What you have to do ▸
Rescale the material from the line with "the decorative wall panel" through the end of the material. Reproduce all of those lines, requests included, multiplying every point coordinate in the answers by 2.6 and rounding to whole numbers, halves up, while leaving the numbers in the requests and their format samples unchanged.

----------------------------------------

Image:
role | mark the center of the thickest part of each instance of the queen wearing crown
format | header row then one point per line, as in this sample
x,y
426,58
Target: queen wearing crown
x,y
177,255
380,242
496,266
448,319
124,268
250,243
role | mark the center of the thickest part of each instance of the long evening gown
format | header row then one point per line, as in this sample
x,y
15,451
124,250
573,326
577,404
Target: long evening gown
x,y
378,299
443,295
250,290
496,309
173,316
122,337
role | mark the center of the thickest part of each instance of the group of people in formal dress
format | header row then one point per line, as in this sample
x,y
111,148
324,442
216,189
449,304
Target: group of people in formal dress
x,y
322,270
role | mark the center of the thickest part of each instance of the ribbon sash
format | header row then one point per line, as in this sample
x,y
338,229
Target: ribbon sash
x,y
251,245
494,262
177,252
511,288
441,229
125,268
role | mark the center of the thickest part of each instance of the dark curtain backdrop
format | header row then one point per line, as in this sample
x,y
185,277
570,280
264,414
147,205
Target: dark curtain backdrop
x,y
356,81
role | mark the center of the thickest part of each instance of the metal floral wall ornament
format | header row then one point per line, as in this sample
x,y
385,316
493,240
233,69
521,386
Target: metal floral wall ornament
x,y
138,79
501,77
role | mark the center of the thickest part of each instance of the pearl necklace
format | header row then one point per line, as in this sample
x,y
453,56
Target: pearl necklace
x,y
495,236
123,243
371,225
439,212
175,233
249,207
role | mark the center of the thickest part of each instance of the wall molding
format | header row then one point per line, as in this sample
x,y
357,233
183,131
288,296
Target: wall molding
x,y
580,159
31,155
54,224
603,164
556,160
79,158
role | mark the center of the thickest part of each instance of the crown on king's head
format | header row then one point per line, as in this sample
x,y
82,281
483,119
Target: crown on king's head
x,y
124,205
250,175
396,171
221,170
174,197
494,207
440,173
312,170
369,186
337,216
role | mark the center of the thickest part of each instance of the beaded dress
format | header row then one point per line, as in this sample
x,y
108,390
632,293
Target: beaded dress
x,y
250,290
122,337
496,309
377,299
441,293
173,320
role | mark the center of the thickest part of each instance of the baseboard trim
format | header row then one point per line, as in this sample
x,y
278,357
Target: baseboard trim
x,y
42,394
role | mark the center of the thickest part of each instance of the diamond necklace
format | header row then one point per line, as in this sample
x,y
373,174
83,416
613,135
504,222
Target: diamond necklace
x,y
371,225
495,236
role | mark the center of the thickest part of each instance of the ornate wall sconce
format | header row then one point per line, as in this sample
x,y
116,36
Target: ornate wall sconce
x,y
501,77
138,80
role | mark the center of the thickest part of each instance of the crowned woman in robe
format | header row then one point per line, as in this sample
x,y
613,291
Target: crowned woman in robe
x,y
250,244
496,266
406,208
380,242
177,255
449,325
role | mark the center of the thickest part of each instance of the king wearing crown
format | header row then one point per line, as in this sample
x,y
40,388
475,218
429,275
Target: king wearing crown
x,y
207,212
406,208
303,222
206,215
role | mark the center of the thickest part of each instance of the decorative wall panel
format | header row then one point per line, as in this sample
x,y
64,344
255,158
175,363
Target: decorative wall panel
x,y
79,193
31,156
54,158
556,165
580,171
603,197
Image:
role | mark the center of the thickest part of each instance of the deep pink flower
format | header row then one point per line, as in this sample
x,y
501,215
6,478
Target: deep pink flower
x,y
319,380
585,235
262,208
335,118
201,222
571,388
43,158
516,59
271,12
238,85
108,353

----------------------------------------

Response ▸
role | mark the center of the thickest part of each instance of the decorative wall panel
format | header row then one point per line, as in this sample
x,y
64,344
255,158
175,363
Target: decorative wall panel
x,y
205,502
81,406
140,411
1446,429
1508,445
1568,512
Image:
role | mark the center of the thickest part of each instance of the deep pink flower
format | header row then one point per line, as in this sample
x,y
501,215
6,478
Target: deep pink flower
x,y
829,988
1521,611
681,541
871,307
523,577
1485,1009
112,411
1342,153
705,31
619,221
281,918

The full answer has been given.